GIVEN DATA:
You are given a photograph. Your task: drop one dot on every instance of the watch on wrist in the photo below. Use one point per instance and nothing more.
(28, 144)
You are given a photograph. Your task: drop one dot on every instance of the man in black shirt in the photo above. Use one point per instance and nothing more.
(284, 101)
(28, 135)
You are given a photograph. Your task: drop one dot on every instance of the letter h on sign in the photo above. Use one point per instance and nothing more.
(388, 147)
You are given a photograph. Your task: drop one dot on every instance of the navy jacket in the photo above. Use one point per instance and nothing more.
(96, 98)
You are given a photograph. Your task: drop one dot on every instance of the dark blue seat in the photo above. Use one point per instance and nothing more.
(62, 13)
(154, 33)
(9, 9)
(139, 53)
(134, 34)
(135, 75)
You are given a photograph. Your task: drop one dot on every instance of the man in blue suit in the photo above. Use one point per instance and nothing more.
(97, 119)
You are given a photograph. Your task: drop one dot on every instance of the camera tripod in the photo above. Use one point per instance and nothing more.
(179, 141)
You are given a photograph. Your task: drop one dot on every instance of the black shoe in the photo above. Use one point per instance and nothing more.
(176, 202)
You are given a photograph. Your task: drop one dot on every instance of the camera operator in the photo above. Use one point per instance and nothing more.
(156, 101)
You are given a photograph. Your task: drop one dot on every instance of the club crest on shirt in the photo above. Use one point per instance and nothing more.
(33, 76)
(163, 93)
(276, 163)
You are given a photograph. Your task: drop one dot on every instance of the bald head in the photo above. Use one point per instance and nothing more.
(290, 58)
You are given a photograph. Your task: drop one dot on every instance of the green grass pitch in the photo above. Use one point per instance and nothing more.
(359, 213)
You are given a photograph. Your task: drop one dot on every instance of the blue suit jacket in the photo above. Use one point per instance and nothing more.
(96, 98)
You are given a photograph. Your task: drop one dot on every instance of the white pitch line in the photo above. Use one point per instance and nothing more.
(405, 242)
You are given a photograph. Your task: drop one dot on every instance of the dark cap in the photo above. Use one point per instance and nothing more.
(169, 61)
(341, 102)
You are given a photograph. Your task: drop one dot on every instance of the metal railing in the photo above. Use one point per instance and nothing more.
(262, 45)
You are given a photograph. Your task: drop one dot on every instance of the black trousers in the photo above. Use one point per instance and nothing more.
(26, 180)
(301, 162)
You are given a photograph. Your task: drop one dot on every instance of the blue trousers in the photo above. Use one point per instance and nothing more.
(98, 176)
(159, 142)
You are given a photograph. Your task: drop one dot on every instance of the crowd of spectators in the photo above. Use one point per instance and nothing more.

WHAT THE TASK ASKS: Please set down each line of the records exactly as given.

RESULT OF THE TASK:
You are given a photograph. Your task: drop one dot on every instance of the watch on wrist in the photo below. Use one point per instance and nothing more.
(28, 144)
You are given a photograph. Your task: drop one dot on every instance of the man in black shirt in the photo above. Use one point per instance and nothing more.
(284, 101)
(28, 135)
You are given a photograph. Your task: drop one dot on every instance of the letter h on sign in the photo above. Use one point per instance and nothing more.
(388, 147)
You are given a photograph. Your task: drop one dot on every instance of the navy jacket in the photo above. Use one point per instance and nothing more.
(96, 98)
You are given a photograph. Your task: drop one dot on every instance of the dark blue seat in the photo above. Use one point per instance and nothing more.
(62, 13)
(154, 33)
(9, 9)
(139, 53)
(134, 34)
(135, 75)
You are given a photograph. Your task: drop one dot on every instance of the man in blue suit in the photo above. Use one point per instance and nothing more.
(97, 119)
You are given a photograph. Your task: drop one dot on every instance of the camera tripod in the photo above. Use one point per instance and nothing more.
(179, 141)
You are given a photograph. Your task: drop one dot on every instance of the black shoe in the photo above. Use one point per instance and nothing more.
(176, 202)
You are given a photograph. Your task: drop one dot on every instance of the camera operator in the photo above. Use one point per instance and nothing more.
(156, 101)
You are given a photograph. Your task: drop one dot on every instance of the club crest on shirt in the photo above. Use one point per instance and nothing more.
(33, 76)
(163, 93)
(276, 163)
You are given a photograph. Your task: drop one dot on every instance of the bald head in the photo above. Use one point per instance and nothing more.
(290, 58)
You are given a photograph. Your task: drop one dot on every instance of the green grass pitch in the photo above. Use one point per instance and nothing more.
(359, 213)
You are given a photograph. Your task: drop one dot on every instance of the blue suit jacket in the photo above. Use one point per instance and nothing more.
(96, 98)
You are given a photograph. Your task: drop one dot on every instance of the white pitch line in the photo above. Use one point per instance and nothing more.
(405, 242)
You are given a photograph. Your task: drop one dot on every instance of the dark cap in the photo above. Use one point per instance and nothing more.
(169, 61)
(341, 102)
You are given a photograph. Your task: drop one dot on every instance of the metal railing in the photo above. Use one point per instance and nothing more.
(262, 45)
You are given a photograph. Your task: drop one dot on every instance of the black trousers in the photo above. Use one point per instance and nothing more.
(26, 180)
(301, 162)
You are given a photograph. Your task: drop one dot on every instance of the blue trousers in the photo above. Use one point per instance and nothing more.
(98, 176)
(159, 142)
You are given a photograph. Your task: drop one dot on every instance of the crowd of spectators in the photo above. Use one point per instance and nothing more.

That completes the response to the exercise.